| Problem statement |
Write out the passage of the risk committee terms below from "Other non-executive directors, or" up to and including "times per year.", copying it character for character.

| Text to read |
[BEGIN]
Attendance at meetings

Other non-executive directors, or other persons as appropriate, may attend meetings at the invitation of the committee.

Frequency of meetings

Meetings will be held not less than three times per year.
Any member of the committee may request a non-scheduled meeting if they consider it necessary. The chairman of the risk committee will determine if such a meeting will be convened.

Authority

The risk committee is authorised by the board to:

  • investigate any activity within its terms of reference
  • seek any information that it requires from any employee of the company   
  • obtain outside legal or professional advice, at the company’s expense

Duties

The duties of the committee shall be:

  • Assurance to the board

To review the risk management processes in place in the organisation and to provide the assurance to the board that such processes are effective in the management of the group’s risks.

  • Assurances from management

Through appropriate processes to gain the assurances from management that:

    • an effective and embedded risk management process is in place throughout the group
    • effective actions have been or are being implemented to address the significant identified risks
    • all new business opportunities have been considered from a risk perspective
    • risk management is integrated with the strategic and business planning processes
    • emerging risks are identified timeously and that appropriate evaluation of these risks is undertaken.
  • Insurance cover

To ensure that the group’s insurance cover is adequate and appropriate, relative to the insurable risks.

  • Internal audit

To obtain assurances from the audit committee that the work of internal audit is fully aligned with the risk management processes.
 
Reporting

  • The secretary shall circulate the minutes of meetings of the committee to all members of the board.
  • The chairman of the risk committee shall report verbally to the board on all relevant matters relating to the activities of the risk committee.
  • The risk committee shall annually review its terms of reference and its own effectiveness and recommend any necessary changes to the board.
[END]
| Data excerpts |
[BEGIN]
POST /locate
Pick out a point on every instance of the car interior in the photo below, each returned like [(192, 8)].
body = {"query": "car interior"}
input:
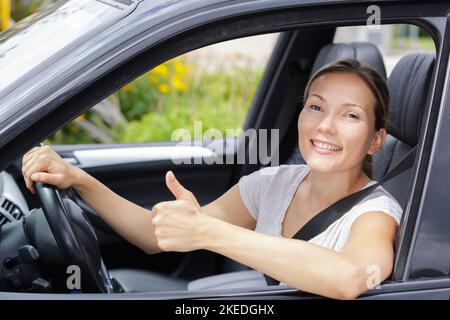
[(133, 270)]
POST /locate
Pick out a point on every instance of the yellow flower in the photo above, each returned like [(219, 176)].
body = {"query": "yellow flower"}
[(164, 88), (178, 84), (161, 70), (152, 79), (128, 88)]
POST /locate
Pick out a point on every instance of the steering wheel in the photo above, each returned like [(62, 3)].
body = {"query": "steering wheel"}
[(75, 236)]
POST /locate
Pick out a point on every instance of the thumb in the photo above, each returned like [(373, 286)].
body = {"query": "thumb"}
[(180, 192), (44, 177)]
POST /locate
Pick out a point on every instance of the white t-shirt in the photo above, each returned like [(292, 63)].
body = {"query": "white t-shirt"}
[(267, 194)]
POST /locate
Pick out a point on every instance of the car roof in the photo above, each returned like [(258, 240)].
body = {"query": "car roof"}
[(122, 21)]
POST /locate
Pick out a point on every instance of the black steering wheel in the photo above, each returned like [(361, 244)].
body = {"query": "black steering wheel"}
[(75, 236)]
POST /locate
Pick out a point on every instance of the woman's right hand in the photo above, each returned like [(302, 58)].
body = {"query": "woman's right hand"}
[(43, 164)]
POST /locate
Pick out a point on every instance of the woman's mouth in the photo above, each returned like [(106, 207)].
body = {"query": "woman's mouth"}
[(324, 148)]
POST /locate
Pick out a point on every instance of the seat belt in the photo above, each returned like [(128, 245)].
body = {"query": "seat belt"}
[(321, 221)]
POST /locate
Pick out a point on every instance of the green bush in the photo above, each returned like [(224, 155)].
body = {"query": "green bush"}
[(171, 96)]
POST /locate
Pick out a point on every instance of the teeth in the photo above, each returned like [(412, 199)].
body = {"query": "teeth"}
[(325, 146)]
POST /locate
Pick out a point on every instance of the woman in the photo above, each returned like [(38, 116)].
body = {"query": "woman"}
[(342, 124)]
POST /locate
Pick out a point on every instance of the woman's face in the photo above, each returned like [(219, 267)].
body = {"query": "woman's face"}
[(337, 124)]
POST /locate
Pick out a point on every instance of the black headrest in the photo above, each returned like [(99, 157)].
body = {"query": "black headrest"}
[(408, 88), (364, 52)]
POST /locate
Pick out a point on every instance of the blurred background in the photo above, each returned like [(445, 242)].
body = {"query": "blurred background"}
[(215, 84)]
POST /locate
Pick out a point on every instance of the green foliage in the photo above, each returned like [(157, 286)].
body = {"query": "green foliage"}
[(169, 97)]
[END]
| Answer to the exercise |
Other non-executive directors, or other persons as appropriate, may attend meetings at the invitation of the committee.

Frequency of meetings

Meetings will be held not less than three times per year.